Jouw opdracht -> Pak het fragment over de Nederlandse inzet in Afghanistan op na de laatste zin en schrijf het verder.

═══ Aangeleverd fragment ═══

Voor wat betreft inzet op mensenrechten en rechtsorde vraagt de motie van het lid Kuzu (Kamerstuk 27 925, nr. 816) de regering scenario’s uit te werken waarbij Nederland ngo’s, zowel nationaal als internationaal, die werken in Afghanistan en bijdragen aan het bevorderen van de internationale rechtsorde kan blijven ondersteunen. Conform voorstaande wordt nagegaan hoe steun aan partnerorganisaties, zoals de Afghaanse onafhankelijke mensenrechtencommissie, onder de eerder genoemde voorwaarden kan worden hervat. Door de machtsovername door de Taliban zien (vrouwelijke) mensenrechtenverdedigers, journalisten, vrouwen en meisjes, en etnische en religieuze minderheden zich in het nauw gedreven. De regering houdt daarom oog voor initiatieven om hen te ondersteunen, waarbij veiligheid van betrokkenen te allen tijde voorop zal moeten staan. Concrete ondersteuning gericht op de nationale rechtstaat in Afghanistan (denk aan: democratische processen, onafhankelijk rechtssysteem, rechtsgelijkheid) lijkt zonder medewerking van de de-facto machthebbers vrijwel onmogelijk.
Ten aanzien van accountability en het tegengaan van straffeloosheid voor ernstige mensenrechtenschendingen is de instelling van een Speciaal Rapporteur voor mensenrechten in Afghanistan door de VN-Mensenrechtenraad relevant. De benoeming van de Speciaal Rapporteur wordt vastgesteld tijdens de eerstvolgende Mensenrechtenraad (februari/maart 2022). In aanloop naar dit moment zou Nederland via het kantoor van de VN-Hoge Commissaris voor de Mensenrechten kunnen bijdragen aan een goede invulling van het mandaat. Ook is door verschillende ngo’s kennis en ervaring opgedaan met monitoring en vastleggen van bewijs zonder effectieve toegang tot het land/gebied – een situatie die naar verwachting ook van toepassing zal zijn op Afghanistan onder Taliban-bewind. Wanneer blijkt dat de steun aan bestaande partnerorganisaties veilig en onder de gewenste voorwaarden kan worden voortgezet, kan worden overwogen om ook deze organisaties en andere ngo’s op het terrein de internationale rechtsorde te ondersteunen.
Inzet op steun voor basisdiensten
In internationaal verband wordt gesproken over de wenselijkheid en mogelijkheden om met een OS-bijdrage aan de verlening van basisdiensten in de onderwijs- en gezondheidssector, buiten de Taliban om, een instorting van deze sectoren in Afghanistan te voorkomen. Het kabinet blijft in nauw contact met multilaterale instellingen over de mogelijke ontwikkeling van of omvorming van een al bestaand, door een internationale organisatie beheerd, fonds dat directe steun kan verlenen aan de Afghaanse bevolking. Voorbeelden hiervan zijn het Afghan Reconstruction Trust Fund van de Wereldbank en het door de VN recent opgerichte Special Trust Fund for Afghanistan (STFA). De precieze reikwijdte en inhoud van deze fondsen wordt momenteel nog in internationaal verband besproken.

═══ Geëxtraheerd materiaal ═══

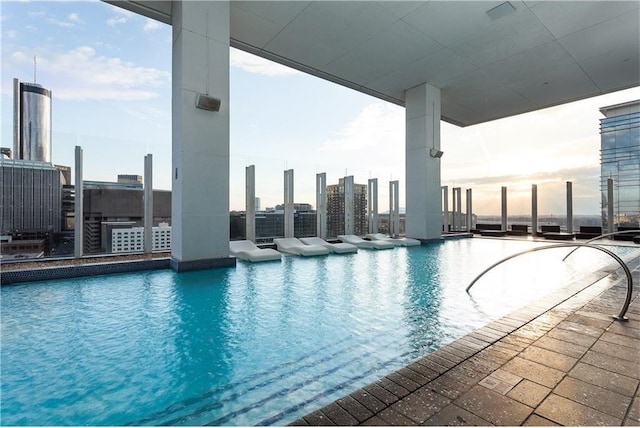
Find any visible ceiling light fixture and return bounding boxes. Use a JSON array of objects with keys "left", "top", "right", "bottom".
[{"left": 487, "top": 1, "right": 516, "bottom": 21}]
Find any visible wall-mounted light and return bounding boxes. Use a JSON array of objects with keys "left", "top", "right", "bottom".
[
  {"left": 196, "top": 94, "right": 221, "bottom": 111},
  {"left": 429, "top": 149, "right": 444, "bottom": 158}
]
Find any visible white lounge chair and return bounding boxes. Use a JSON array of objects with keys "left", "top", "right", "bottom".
[
  {"left": 338, "top": 235, "right": 395, "bottom": 250},
  {"left": 273, "top": 238, "right": 329, "bottom": 256},
  {"left": 229, "top": 241, "right": 282, "bottom": 262},
  {"left": 367, "top": 233, "right": 420, "bottom": 247},
  {"left": 300, "top": 238, "right": 358, "bottom": 254}
]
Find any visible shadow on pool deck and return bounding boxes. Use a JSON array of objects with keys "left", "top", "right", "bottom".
[{"left": 291, "top": 254, "right": 640, "bottom": 426}]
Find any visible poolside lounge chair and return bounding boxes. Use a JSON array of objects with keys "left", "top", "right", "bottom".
[
  {"left": 367, "top": 233, "right": 420, "bottom": 247},
  {"left": 273, "top": 238, "right": 330, "bottom": 256},
  {"left": 229, "top": 241, "right": 282, "bottom": 262},
  {"left": 338, "top": 235, "right": 395, "bottom": 250},
  {"left": 300, "top": 238, "right": 358, "bottom": 254}
]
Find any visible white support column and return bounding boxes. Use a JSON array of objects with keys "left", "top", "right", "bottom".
[
  {"left": 607, "top": 178, "right": 616, "bottom": 233},
  {"left": 171, "top": 1, "right": 235, "bottom": 271},
  {"left": 244, "top": 165, "right": 256, "bottom": 242},
  {"left": 440, "top": 186, "right": 449, "bottom": 233},
  {"left": 389, "top": 180, "right": 400, "bottom": 238},
  {"left": 73, "top": 146, "right": 84, "bottom": 258},
  {"left": 531, "top": 184, "right": 538, "bottom": 237},
  {"left": 405, "top": 83, "right": 442, "bottom": 239},
  {"left": 144, "top": 153, "right": 153, "bottom": 254},
  {"left": 567, "top": 181, "right": 573, "bottom": 233},
  {"left": 466, "top": 189, "right": 473, "bottom": 232},
  {"left": 500, "top": 186, "right": 507, "bottom": 230},
  {"left": 367, "top": 178, "right": 378, "bottom": 233},
  {"left": 344, "top": 175, "right": 354, "bottom": 235},
  {"left": 284, "top": 169, "right": 294, "bottom": 238},
  {"left": 453, "top": 187, "right": 462, "bottom": 232},
  {"left": 316, "top": 172, "right": 327, "bottom": 239}
]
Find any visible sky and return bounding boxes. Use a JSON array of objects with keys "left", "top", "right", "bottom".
[{"left": 0, "top": 0, "right": 640, "bottom": 215}]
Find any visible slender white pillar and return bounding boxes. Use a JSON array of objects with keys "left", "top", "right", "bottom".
[
  {"left": 144, "top": 153, "right": 153, "bottom": 254},
  {"left": 567, "top": 181, "right": 573, "bottom": 233},
  {"left": 73, "top": 146, "right": 84, "bottom": 258},
  {"left": 284, "top": 169, "right": 294, "bottom": 238},
  {"left": 344, "top": 175, "right": 354, "bottom": 235},
  {"left": 367, "top": 178, "right": 378, "bottom": 233},
  {"left": 531, "top": 184, "right": 538, "bottom": 236},
  {"left": 244, "top": 165, "right": 256, "bottom": 242},
  {"left": 466, "top": 189, "right": 473, "bottom": 232},
  {"left": 453, "top": 187, "right": 462, "bottom": 232},
  {"left": 171, "top": 1, "right": 235, "bottom": 271},
  {"left": 405, "top": 83, "right": 442, "bottom": 239},
  {"left": 389, "top": 180, "right": 400, "bottom": 238},
  {"left": 316, "top": 172, "right": 327, "bottom": 239},
  {"left": 500, "top": 186, "right": 507, "bottom": 230},
  {"left": 440, "top": 186, "right": 449, "bottom": 233},
  {"left": 607, "top": 178, "right": 616, "bottom": 233}
]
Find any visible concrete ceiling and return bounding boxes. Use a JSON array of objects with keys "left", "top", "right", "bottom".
[{"left": 109, "top": 0, "right": 640, "bottom": 126}]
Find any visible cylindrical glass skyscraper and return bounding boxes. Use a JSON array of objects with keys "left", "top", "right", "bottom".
[{"left": 13, "top": 79, "right": 51, "bottom": 163}]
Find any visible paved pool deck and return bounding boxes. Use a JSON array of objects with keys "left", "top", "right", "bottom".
[{"left": 291, "top": 254, "right": 640, "bottom": 426}]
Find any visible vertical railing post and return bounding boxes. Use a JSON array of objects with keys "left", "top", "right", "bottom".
[
  {"left": 244, "top": 165, "right": 256, "bottom": 242},
  {"left": 316, "top": 172, "right": 327, "bottom": 239}
]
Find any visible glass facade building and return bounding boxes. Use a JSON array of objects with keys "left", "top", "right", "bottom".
[
  {"left": 600, "top": 100, "right": 640, "bottom": 228},
  {"left": 13, "top": 79, "right": 51, "bottom": 163}
]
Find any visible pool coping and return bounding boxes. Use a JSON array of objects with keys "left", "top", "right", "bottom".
[
  {"left": 290, "top": 256, "right": 640, "bottom": 426},
  {"left": 0, "top": 257, "right": 171, "bottom": 286}
]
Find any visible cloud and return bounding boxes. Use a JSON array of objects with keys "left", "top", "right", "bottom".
[
  {"left": 107, "top": 16, "right": 127, "bottom": 27},
  {"left": 67, "top": 12, "right": 82, "bottom": 23},
  {"left": 320, "top": 102, "right": 405, "bottom": 152},
  {"left": 106, "top": 5, "right": 136, "bottom": 27},
  {"left": 142, "top": 18, "right": 162, "bottom": 32},
  {"left": 29, "top": 11, "right": 83, "bottom": 28},
  {"left": 230, "top": 49, "right": 300, "bottom": 77},
  {"left": 10, "top": 46, "right": 171, "bottom": 101}
]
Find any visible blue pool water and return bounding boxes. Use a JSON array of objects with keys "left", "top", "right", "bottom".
[{"left": 0, "top": 239, "right": 636, "bottom": 425}]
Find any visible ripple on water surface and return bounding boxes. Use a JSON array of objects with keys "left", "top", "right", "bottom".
[{"left": 0, "top": 239, "right": 630, "bottom": 425}]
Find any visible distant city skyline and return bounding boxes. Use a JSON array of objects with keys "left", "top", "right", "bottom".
[{"left": 0, "top": 1, "right": 640, "bottom": 215}]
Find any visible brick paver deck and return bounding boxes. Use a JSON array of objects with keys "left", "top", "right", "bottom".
[{"left": 292, "top": 254, "right": 640, "bottom": 426}]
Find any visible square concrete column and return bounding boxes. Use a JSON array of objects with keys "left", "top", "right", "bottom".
[
  {"left": 284, "top": 169, "right": 294, "bottom": 238},
  {"left": 244, "top": 165, "right": 256, "bottom": 242},
  {"left": 452, "top": 187, "right": 462, "bottom": 232},
  {"left": 144, "top": 153, "right": 153, "bottom": 253},
  {"left": 344, "top": 175, "right": 354, "bottom": 235},
  {"left": 500, "top": 186, "right": 507, "bottom": 230},
  {"left": 440, "top": 186, "right": 449, "bottom": 233},
  {"left": 389, "top": 180, "right": 400, "bottom": 238},
  {"left": 607, "top": 178, "right": 616, "bottom": 233},
  {"left": 405, "top": 83, "right": 442, "bottom": 239},
  {"left": 467, "top": 189, "right": 473, "bottom": 232},
  {"left": 531, "top": 184, "right": 538, "bottom": 236},
  {"left": 316, "top": 172, "right": 327, "bottom": 239},
  {"left": 567, "top": 181, "right": 573, "bottom": 233},
  {"left": 367, "top": 178, "right": 378, "bottom": 233},
  {"left": 171, "top": 1, "right": 235, "bottom": 271}
]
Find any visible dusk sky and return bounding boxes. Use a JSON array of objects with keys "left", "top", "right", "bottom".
[{"left": 0, "top": 1, "right": 640, "bottom": 215}]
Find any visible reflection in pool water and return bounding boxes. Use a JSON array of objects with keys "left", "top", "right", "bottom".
[{"left": 0, "top": 239, "right": 630, "bottom": 425}]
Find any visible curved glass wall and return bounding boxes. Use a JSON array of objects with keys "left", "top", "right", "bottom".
[
  {"left": 600, "top": 105, "right": 640, "bottom": 226},
  {"left": 20, "top": 83, "right": 51, "bottom": 163}
]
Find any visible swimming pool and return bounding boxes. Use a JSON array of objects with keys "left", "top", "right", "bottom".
[{"left": 0, "top": 239, "right": 637, "bottom": 425}]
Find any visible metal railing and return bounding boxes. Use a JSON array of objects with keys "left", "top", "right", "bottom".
[
  {"left": 562, "top": 230, "right": 640, "bottom": 261},
  {"left": 465, "top": 242, "right": 633, "bottom": 321}
]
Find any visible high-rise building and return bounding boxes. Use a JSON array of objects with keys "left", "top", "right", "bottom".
[
  {"left": 0, "top": 159, "right": 62, "bottom": 235},
  {"left": 327, "top": 178, "right": 368, "bottom": 238},
  {"left": 600, "top": 100, "right": 640, "bottom": 228},
  {"left": 13, "top": 79, "right": 51, "bottom": 163}
]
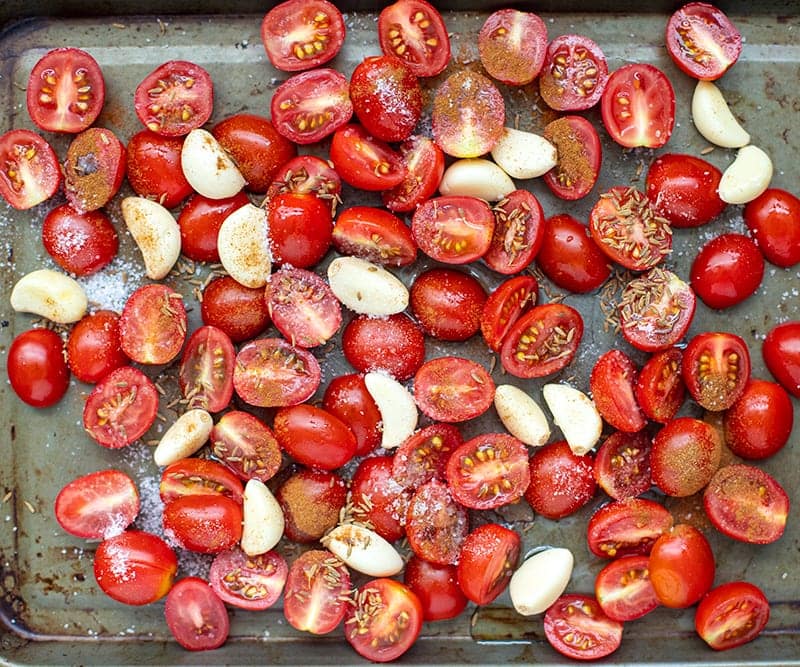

═══

Resultaat ->
Het kabinet stelt voorop dat mogelijke tijdelijke steun voor basisdiensten niet betekent dat de Taliban van haar eigen verantwoordelijkheden ontheven mag worden. Bovendien moet de hulp voldoen aan specifieke voorwaarden voor dienstverlening. Nederland trekt zoveel mogelijk samen met gelijkgezinde partners op in het formuleren van deze voorwaarden. Voor Nederland is daarbij van belang dat steun alleen via multilaterale organisaties of ngo’s wordt verstrekt, niet (direct of indirect) via de Taliban; dat er geen inhoudelijke bemoeienis van de Taliban plaatsvindt m.b.t. beleid, uitvoering en management; en dat gelijke toegang zeker gesteld is voor vrouwen en meisjes. Hierbij geldt voor het kabinet als uitgangspunt dat de steun tijdelijk zal zijn, voor een periode van maximaal 12 maanden. In de tussenliggende periode zal het kabinet zich in nauwe samenspraak met internationale partners beraden over de (ontwikkelings-)relatie die Nederland en Europese partners daarna met Afghanistan onderhouden.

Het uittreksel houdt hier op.